▶ WHAT THE EXERCISE ASKS
Below are some entries. Repeat exactly the lines from the one with "the red shorts" through the one with "black swim cap", and only those.

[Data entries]

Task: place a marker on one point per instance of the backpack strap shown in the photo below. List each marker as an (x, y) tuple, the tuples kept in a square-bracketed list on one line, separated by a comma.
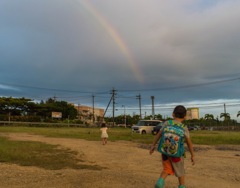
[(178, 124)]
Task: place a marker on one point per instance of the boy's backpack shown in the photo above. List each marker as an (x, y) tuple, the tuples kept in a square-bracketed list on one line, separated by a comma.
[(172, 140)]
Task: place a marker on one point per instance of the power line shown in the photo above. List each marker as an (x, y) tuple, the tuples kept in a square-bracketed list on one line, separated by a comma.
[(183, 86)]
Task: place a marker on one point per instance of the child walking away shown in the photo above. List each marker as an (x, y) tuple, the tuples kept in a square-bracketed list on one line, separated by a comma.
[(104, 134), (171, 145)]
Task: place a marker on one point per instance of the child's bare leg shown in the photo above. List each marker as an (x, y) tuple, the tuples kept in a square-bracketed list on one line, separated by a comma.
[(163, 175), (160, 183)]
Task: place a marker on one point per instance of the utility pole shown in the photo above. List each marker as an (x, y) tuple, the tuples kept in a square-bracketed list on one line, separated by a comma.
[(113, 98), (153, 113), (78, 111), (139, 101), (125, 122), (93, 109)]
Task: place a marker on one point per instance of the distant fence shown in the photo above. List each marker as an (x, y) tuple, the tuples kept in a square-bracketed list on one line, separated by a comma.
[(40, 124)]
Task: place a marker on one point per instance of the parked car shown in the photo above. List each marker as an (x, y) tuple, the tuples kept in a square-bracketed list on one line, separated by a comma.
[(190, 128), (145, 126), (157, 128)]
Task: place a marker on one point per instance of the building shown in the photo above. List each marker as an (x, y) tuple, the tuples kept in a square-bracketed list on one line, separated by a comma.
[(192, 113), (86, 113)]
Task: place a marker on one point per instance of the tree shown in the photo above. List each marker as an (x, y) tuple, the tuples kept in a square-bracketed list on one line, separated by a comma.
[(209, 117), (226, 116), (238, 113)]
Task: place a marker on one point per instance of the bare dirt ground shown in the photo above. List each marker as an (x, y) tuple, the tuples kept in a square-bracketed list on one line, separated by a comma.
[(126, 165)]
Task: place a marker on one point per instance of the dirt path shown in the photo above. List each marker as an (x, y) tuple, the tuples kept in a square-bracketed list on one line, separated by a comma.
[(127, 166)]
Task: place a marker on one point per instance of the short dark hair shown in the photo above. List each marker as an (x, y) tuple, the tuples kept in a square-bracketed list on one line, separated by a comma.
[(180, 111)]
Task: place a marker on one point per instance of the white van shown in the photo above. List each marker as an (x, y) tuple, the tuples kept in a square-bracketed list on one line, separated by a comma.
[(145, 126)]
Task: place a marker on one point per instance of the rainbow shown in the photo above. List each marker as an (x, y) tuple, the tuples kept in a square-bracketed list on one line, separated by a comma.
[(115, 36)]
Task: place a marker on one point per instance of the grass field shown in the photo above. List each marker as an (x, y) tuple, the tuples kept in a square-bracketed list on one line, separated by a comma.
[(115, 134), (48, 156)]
==
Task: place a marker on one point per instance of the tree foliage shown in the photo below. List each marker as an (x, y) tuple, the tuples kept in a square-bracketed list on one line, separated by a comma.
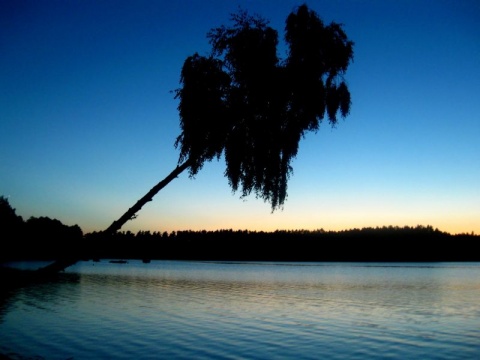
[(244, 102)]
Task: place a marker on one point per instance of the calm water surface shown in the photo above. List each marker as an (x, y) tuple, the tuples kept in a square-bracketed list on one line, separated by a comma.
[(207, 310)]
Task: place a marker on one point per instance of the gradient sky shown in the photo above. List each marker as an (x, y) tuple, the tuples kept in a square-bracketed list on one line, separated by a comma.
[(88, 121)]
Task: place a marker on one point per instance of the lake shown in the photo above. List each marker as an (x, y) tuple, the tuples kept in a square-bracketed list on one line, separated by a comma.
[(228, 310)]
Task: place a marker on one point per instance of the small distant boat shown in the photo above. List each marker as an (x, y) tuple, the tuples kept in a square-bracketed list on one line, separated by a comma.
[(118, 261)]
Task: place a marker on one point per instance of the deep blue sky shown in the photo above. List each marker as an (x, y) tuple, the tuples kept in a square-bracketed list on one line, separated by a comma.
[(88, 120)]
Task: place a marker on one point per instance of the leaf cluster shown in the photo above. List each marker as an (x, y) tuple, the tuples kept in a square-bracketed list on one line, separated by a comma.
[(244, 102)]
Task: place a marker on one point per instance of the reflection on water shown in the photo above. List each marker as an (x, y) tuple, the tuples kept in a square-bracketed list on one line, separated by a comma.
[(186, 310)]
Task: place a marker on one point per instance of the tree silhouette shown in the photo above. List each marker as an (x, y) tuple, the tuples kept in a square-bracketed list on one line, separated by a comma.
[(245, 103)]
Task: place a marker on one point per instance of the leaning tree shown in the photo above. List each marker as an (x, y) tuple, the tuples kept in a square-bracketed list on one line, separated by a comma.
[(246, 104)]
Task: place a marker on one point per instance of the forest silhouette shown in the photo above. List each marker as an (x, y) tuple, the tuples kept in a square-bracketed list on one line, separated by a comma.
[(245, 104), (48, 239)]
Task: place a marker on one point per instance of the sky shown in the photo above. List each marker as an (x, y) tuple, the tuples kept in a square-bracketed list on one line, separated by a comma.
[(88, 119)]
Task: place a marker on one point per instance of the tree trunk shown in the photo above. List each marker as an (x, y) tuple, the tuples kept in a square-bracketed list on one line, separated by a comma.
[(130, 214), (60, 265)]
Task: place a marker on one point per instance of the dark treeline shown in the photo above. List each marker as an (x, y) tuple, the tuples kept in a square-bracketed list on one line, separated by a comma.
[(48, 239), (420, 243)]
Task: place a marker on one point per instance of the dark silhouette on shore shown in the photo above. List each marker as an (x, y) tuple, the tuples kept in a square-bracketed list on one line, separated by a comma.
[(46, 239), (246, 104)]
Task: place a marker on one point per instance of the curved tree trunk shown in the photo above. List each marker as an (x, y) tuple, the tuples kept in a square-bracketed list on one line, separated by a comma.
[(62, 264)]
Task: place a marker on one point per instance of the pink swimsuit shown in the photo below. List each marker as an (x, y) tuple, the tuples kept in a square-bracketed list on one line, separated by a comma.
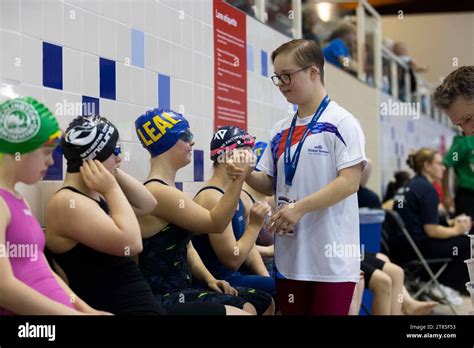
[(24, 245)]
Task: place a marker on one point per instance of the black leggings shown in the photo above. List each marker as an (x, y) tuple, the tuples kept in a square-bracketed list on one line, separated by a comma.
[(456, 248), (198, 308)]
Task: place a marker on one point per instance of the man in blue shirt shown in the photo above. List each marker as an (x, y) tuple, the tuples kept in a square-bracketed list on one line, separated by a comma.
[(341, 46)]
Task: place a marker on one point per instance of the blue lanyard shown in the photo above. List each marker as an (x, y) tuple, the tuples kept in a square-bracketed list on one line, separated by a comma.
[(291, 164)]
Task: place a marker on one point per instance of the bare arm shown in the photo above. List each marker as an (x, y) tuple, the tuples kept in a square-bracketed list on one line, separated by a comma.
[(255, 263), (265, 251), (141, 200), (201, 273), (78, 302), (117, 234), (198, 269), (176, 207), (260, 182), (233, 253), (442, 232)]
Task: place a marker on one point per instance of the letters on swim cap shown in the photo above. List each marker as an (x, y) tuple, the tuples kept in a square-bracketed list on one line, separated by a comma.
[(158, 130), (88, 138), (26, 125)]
--
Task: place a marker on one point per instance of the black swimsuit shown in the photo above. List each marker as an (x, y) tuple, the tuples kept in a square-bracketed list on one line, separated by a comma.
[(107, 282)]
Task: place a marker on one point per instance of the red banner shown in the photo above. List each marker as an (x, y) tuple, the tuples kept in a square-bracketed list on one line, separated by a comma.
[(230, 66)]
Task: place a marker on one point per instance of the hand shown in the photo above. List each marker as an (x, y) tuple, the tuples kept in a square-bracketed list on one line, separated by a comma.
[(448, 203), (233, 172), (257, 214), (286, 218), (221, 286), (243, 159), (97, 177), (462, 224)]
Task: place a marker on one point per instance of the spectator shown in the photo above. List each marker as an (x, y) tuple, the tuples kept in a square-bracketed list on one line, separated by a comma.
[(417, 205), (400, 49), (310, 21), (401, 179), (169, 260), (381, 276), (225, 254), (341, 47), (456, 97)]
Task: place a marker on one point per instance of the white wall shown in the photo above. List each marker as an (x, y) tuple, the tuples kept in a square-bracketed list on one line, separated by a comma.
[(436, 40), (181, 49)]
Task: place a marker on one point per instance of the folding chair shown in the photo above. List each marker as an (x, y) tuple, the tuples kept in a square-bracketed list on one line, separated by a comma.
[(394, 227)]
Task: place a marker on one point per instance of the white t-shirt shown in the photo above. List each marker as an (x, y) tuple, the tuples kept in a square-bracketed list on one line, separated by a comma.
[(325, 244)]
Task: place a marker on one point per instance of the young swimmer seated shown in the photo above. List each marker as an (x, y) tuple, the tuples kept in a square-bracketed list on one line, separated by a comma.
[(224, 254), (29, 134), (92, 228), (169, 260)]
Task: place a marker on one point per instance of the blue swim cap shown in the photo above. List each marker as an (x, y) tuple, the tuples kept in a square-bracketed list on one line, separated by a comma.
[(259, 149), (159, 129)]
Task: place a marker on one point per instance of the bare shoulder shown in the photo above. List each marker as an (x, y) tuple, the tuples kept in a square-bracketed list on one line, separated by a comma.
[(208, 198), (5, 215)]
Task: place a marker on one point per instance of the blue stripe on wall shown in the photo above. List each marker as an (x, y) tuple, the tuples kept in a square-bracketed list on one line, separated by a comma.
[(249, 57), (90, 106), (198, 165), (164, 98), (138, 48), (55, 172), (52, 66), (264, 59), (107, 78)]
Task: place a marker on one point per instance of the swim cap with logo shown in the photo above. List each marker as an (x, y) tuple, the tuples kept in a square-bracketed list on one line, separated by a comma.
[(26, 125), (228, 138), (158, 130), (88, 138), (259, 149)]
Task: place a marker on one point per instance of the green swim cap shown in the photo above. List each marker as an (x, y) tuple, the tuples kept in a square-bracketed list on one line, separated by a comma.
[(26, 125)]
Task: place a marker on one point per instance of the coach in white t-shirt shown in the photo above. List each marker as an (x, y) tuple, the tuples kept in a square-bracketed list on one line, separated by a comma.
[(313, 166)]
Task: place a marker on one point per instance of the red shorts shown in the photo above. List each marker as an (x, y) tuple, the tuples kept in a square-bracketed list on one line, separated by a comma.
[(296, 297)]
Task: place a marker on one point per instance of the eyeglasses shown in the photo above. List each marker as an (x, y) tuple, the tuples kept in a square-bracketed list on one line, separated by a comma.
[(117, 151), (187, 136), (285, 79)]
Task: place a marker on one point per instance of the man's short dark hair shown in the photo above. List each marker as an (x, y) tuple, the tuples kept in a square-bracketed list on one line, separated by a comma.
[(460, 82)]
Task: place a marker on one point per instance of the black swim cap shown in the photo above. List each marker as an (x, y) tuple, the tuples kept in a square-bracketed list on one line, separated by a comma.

▶ OUTPUT FOR THIS EXERCISE
Task: place a marker on one point per instance of the red shorts shown in the photo above. List each marker as an (x, y) tuple, the tuples kept in a square-bracketed list on one line, separated by a comma.
[(296, 297)]
Task: place a marker on one point per instance of the eyeglasses shown in the photo above. List each marker as an (x, y) tuple, the tuples kept in a square-bracketed list on one line, separated by a comma.
[(117, 151), (187, 136), (285, 79)]
Task: place a marker on one point per instance of the man's short dark hair shown in the photo above. List each marker as an (x, y) tuple, the tuples kept in a square-bracketed list on one line, separated by a comma.
[(460, 82)]
Task: place a marker on one point per instance of the black swim cap shown in the photo above. List each marker as an (x, y) tuple, the tuples kept in a square-bracketed list on one line, separated by a comma.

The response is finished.